WHAT TO WORK ON
Set out the lines from the first one through the line holding "[0,53,393,299]", inclusive, as a JSON list of strings, one string per line, with blank lines omitted. Leave the pictures out of the answer.

AVAILABLE DATA
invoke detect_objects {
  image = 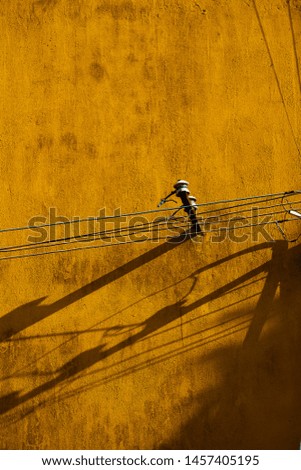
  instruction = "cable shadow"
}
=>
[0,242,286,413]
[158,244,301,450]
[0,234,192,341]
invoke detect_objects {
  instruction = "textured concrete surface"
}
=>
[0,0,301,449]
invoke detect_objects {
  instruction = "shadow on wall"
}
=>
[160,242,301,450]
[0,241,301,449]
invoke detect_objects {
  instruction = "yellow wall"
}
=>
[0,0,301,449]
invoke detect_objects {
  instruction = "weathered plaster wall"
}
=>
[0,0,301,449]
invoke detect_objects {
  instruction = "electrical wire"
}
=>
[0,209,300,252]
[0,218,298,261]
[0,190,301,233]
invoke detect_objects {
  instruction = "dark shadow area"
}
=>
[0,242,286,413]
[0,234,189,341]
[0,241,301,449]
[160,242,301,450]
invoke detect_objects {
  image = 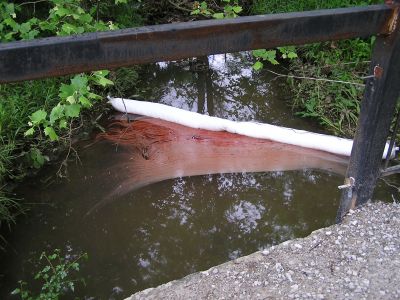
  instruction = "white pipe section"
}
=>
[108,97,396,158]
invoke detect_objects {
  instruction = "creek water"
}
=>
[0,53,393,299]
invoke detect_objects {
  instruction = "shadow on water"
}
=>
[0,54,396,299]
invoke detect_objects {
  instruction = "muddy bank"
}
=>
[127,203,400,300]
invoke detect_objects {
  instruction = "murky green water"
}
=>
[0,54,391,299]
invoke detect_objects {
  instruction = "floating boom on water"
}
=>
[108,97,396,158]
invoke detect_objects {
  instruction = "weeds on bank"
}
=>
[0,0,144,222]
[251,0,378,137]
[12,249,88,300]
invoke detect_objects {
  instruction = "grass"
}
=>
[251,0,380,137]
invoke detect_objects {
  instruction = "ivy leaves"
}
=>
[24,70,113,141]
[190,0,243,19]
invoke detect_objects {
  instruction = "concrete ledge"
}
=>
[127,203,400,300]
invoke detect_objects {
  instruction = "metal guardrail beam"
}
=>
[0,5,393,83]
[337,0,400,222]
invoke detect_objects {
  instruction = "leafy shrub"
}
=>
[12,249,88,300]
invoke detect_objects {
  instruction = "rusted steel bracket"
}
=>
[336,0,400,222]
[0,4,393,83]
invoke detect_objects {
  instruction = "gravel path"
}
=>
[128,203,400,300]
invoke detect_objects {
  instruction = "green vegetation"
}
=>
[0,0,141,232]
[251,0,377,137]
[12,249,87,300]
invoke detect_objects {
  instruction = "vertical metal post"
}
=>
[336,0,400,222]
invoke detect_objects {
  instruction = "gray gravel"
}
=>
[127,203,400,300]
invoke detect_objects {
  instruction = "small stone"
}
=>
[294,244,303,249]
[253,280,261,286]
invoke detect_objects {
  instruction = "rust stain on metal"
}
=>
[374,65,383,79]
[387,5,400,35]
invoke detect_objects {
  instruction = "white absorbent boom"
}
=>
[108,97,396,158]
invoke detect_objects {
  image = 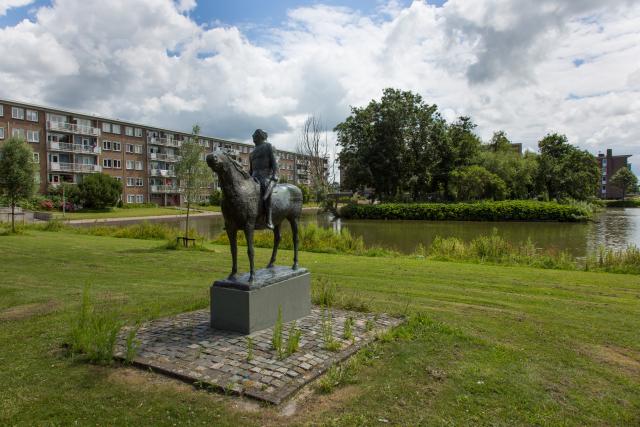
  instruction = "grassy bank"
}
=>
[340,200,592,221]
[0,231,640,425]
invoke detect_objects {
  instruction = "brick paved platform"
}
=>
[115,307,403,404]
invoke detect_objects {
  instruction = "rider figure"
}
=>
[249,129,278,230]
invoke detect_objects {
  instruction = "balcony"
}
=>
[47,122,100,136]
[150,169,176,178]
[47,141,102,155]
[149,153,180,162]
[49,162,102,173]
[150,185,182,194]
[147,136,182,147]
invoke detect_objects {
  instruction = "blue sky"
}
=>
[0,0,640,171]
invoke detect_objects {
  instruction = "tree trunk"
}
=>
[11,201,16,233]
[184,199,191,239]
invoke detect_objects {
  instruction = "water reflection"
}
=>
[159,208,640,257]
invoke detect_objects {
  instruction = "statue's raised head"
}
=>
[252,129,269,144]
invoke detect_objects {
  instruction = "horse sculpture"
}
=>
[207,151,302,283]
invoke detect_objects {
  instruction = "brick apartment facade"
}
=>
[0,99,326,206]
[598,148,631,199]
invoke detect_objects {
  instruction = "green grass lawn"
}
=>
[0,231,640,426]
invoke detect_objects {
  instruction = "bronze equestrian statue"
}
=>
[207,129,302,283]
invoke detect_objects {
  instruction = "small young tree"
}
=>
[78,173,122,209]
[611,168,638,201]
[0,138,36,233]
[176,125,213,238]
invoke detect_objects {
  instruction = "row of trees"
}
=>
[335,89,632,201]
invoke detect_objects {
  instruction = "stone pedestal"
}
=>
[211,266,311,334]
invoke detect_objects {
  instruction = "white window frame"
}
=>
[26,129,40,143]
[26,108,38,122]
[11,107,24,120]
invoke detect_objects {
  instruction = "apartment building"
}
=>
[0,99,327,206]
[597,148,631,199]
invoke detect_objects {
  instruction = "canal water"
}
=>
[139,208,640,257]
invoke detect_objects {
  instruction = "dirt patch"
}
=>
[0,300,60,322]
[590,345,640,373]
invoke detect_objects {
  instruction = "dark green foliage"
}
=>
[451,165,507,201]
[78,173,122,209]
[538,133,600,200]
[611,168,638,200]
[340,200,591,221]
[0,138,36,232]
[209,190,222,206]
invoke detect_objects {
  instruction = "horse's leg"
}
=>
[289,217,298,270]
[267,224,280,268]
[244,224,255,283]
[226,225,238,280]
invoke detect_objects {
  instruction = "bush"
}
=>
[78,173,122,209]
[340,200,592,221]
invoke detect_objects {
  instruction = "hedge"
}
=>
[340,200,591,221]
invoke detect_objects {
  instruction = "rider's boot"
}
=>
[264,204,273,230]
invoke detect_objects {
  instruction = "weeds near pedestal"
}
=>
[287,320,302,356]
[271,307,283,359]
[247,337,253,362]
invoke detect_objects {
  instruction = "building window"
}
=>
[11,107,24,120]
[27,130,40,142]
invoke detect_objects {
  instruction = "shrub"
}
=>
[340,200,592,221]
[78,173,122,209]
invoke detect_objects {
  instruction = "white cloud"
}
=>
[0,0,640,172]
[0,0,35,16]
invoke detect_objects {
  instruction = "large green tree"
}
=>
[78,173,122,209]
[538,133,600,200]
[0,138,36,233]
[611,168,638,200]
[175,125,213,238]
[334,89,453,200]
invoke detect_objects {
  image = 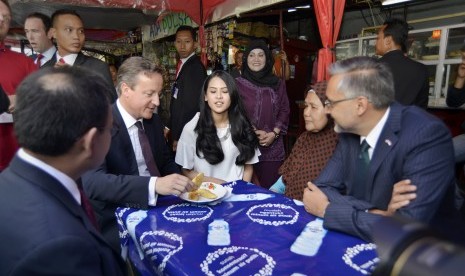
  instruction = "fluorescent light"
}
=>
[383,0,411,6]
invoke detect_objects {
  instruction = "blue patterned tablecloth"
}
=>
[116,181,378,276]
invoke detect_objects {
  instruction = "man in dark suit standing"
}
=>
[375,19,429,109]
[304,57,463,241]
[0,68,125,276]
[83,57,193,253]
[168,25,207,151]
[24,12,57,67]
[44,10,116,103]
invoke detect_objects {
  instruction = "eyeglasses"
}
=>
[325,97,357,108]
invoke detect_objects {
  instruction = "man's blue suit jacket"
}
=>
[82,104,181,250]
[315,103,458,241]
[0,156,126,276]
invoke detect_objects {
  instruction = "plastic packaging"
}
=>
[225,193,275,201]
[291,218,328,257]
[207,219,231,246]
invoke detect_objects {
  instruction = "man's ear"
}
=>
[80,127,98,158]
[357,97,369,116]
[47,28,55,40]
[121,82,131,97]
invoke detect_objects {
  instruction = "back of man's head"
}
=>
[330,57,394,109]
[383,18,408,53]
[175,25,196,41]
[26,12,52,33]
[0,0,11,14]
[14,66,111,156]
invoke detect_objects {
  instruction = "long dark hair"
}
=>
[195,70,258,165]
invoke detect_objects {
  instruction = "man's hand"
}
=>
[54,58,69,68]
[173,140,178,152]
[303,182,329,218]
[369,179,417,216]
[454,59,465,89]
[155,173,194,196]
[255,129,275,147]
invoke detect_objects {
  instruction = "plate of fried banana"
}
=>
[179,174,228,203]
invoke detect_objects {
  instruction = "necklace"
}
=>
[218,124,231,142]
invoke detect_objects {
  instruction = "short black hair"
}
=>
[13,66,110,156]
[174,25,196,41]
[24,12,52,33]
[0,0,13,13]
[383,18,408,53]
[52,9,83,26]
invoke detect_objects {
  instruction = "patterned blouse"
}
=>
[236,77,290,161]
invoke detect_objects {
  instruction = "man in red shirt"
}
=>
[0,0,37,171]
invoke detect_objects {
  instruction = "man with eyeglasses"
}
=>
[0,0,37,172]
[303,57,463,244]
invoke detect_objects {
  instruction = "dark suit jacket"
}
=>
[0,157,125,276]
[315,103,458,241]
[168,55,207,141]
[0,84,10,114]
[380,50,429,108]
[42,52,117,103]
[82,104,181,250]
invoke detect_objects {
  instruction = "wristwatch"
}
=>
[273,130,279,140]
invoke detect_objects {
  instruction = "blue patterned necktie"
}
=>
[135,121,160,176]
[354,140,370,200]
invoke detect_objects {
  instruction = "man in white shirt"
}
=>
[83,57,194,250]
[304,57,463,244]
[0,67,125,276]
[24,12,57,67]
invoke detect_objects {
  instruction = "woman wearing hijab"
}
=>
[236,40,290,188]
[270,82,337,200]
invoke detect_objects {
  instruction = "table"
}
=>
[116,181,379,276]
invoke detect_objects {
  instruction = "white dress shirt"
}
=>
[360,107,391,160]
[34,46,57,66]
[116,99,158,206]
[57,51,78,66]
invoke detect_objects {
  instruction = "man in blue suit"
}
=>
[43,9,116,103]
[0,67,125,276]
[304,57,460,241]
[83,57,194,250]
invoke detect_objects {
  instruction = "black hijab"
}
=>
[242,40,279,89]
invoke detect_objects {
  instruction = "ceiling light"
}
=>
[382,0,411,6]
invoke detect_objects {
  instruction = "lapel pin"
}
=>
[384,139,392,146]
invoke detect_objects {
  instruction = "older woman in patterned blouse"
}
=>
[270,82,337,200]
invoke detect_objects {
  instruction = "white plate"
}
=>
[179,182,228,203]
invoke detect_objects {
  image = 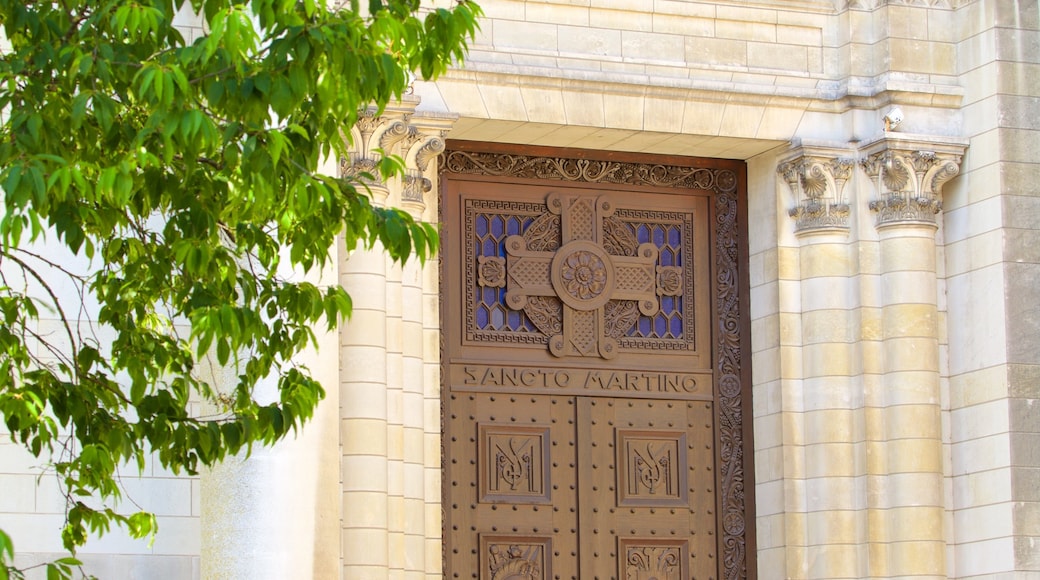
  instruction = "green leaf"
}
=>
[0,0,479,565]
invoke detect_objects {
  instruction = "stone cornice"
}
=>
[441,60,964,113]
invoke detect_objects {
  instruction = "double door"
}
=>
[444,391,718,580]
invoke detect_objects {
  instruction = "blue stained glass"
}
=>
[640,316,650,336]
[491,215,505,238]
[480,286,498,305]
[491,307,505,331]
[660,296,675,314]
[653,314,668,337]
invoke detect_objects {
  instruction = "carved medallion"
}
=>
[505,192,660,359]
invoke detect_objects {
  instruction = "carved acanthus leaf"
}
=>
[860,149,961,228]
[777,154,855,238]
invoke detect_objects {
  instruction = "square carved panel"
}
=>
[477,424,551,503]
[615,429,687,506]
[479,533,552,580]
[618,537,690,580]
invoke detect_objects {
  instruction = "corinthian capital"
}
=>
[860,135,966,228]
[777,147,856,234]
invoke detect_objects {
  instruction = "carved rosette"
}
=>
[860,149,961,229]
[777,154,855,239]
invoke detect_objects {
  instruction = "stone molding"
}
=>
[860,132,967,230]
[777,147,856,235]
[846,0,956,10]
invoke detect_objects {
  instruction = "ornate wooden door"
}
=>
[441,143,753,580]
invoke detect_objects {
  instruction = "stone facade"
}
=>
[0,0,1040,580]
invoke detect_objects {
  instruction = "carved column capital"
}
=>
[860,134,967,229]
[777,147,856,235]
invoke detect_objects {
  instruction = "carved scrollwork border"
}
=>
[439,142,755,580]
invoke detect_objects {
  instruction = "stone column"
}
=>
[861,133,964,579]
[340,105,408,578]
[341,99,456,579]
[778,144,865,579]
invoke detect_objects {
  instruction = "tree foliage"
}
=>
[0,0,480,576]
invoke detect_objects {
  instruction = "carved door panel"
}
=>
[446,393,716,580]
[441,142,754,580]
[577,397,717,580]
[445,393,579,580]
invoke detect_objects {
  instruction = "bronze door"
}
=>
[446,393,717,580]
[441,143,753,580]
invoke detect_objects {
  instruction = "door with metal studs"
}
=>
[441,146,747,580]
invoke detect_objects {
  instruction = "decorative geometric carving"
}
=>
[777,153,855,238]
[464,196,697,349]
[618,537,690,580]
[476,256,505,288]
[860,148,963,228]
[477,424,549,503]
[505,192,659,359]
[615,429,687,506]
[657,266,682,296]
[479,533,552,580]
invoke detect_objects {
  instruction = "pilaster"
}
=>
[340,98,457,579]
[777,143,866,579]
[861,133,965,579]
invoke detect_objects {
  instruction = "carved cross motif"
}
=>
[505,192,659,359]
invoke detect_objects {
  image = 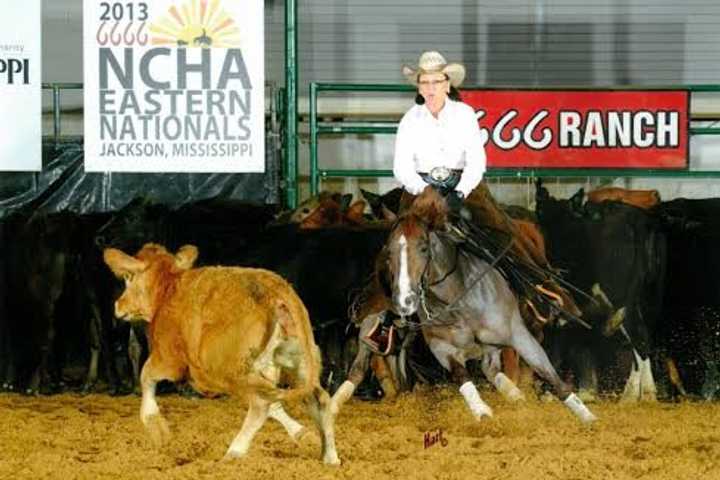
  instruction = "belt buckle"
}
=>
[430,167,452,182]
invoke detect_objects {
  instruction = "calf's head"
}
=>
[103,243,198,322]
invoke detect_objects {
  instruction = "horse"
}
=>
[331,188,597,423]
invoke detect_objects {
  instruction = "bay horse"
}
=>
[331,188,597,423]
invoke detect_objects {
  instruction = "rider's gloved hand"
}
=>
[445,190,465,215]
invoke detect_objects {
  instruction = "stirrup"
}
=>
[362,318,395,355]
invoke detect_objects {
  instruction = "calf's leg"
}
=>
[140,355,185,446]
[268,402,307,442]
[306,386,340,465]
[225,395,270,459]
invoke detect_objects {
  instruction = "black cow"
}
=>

RESPONSE TO THE EXERCISE
[
  "invoke detect_objects {",
  "  image = ",
  "  instruction = \"cable shadow\"",
  "}",
  "=>",
  "[0,242,286,413]",
  "[158,244,301,450]",
  "[0,234,192,341]",
  "invoke detect_objects {",
  "  instruction = \"textured concrete surface\"",
  "}",
  "=>",
  "[0,0,301,449]",
  "invoke detect_objects {",
  "  instruction = \"shadow on wall\"",
  "}",
  "=>",
  "[160,242,301,450]",
  "[0,241,301,449]",
  "invoke detect_objects {",
  "  instruction = \"yellow wall\"",
  "}",
  "=>",
  "[0,0,301,449]",
  "invoke detect_objects {",
  "  instruction = \"weathered plaster wall\"",
  "}",
  "=>",
  "[0,0,301,449]",
  "invoke detect_objects {",
  "  instruction = \"electrical wire\"",
  "}",
  "=>",
  "[0,209,300,252]",
  "[0,218,298,261]",
  "[0,190,301,233]",
  "invoke detect_objects {",
  "  instruction = \"dark shadow area\"",
  "}",
  "=>",
  "[0,242,286,413]",
  "[0,234,189,341]",
  "[0,241,301,449]",
  "[160,242,301,450]",
  "invoke detect_objects {",
  "  image = ",
  "  instruction = \"white pipe section\"",
  "}",
  "=>",
  "[108,97,396,158]",
  "invoke detect_objects {",
  "  instruction = \"creek water\"",
  "}",
  "=>",
  "[0,53,393,299]"
]